» What to do
Exact reproduction required: print each line of the material below.

» Available data
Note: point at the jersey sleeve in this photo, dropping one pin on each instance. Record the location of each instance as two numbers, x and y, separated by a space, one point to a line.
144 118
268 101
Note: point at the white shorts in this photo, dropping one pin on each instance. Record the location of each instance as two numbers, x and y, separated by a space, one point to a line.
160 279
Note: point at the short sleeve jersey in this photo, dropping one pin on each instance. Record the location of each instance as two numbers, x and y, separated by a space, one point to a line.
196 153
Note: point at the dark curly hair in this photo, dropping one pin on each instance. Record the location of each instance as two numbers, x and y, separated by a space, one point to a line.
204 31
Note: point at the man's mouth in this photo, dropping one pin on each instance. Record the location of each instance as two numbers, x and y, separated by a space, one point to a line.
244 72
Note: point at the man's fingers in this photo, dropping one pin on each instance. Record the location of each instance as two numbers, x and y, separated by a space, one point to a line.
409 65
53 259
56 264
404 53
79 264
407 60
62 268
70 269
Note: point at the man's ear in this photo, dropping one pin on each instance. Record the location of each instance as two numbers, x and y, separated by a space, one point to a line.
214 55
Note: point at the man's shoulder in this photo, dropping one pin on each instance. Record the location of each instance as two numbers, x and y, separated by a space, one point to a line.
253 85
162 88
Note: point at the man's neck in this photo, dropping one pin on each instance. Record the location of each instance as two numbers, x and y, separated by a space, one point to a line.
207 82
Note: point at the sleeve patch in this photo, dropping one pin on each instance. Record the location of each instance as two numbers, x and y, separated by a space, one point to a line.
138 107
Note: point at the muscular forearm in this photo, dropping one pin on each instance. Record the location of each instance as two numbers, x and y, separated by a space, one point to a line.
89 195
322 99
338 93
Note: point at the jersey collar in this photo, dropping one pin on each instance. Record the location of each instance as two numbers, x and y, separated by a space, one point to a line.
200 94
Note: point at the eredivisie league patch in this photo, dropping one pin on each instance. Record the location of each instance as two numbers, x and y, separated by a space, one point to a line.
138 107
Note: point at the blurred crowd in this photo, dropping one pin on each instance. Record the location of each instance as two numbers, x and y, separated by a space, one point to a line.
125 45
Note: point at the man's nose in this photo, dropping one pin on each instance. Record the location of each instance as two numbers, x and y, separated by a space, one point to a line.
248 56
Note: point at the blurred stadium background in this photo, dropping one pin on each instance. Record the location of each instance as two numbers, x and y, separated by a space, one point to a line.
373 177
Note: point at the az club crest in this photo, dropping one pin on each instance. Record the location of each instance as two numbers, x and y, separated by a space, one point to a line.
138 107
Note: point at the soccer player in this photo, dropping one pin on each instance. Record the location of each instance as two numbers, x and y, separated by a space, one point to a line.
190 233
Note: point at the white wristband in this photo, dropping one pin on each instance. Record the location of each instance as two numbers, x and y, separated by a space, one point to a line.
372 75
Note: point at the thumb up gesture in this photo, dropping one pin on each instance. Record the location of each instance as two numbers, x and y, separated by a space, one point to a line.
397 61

» Output of the exercise
Note: point at the jersey sleeve in this photo, dropping one pin on each instance. Record the location of each instance as two numbers, x and y, separated by a space, one point to a line.
144 118
268 101
Note: point at the white shorts in this photo, dropping one pin on each instance. Record the location of each instance as two numbers, x and y, separated by a space, one point to a line.
160 279
Note: point at the short sleeve jersey in this photo, dropping one pin on each instance. Record the location of each instance as two numbers, x and y, separated by a space, one point to a line.
196 153
Note: point at the dark curly hair in this photo, dropping one pin on each instance. Record the location of each instance as two numbers, x and y, separated by a space, one point to a line.
204 31
Note: point at the man's mouth in this photo, dropping one pin on each instance. Record the location of each instance as two numbers, x and y, separated by a space, one point to a line.
244 72
Note: point at the man's fingers in this photo, dropping one pin on each instance. Record the location of each instance as two numbers, x and y, separated by a space, one point to a line.
409 65
53 259
56 264
404 53
79 264
407 60
62 268
70 269
Note: point at the man's ear in this photo, dropping one pin on each instance. Record the location of each instance as two numbers, x and y, separated by a space, one point to a line.
214 55
Note: point at the man's shoulder in this photo, dropping one pin on each instance. Record the location of each instance as two numbers, x and y, separated by a space, one point to a line.
253 85
162 88
Note: point at the man's neck in this photo, dropping one pin on each instance. Record the location of each instance as two numbers, x and y, separated by a space, one point to a line.
207 82
Note: point at the sleeve patch in this photo, dropping one pin on each instance. Record the location of each instance as two numbers, x and y, separated by a space, one point to a line.
138 107
Note: point at the muscular forearm in this photo, dropping one pin on each instance. Record the location of each instance as two numbers, x and y, separated by a space, one point to a line.
89 195
322 99
338 93
Note: point at the jersey collar in this photo, dropping one pin on each instance. Record the location of each instance as two numbers, x and y, separated by a space, one point to a line.
200 94
Note: point at the eredivisie league patch in this photo, dropping one pin on each instance. Record the location of each instance as two numbers, x and y, separated by a space, one point to a line.
138 107
Note: point at the blurred crowd in this photo, dropping one pin on each instance. Record the location of each instance as two numbers, x and y, separated by a space, one point to a line.
125 45
Note: point at the man's nose in this photo, dropping one pin on each instance. Record the location of each instance as two numbers, x and y, separated by a space, one point to a line.
248 56
Note: point at the blurred stadium background in this photo, dropping one pin on each instance. Record the location of each instance as two numbers, x and y, separated by a space, one point to a line.
373 177
Note: point at the az club crest in this photo, dropping one pin on each instance. Record the location of each instance as two numbers, x and y, separated by a space, one point to a line.
138 107
Note: point at the soccer player in this photo, dropping one pin on each instance. Record the location of each instance as two numbers, x and y, separated by a space, one point to a line.
190 233
Note: point at the white wristband in this photo, dropping one pin on each instance. Record the location of each instance as two numbers, x and y, separated by a space, one point to a line.
372 75
Note: point at the thumb up gesture in this photo, dropping one pin on each instance. Record the location of each instance as two numbers, x and y, separated by a space, one point to a line.
397 61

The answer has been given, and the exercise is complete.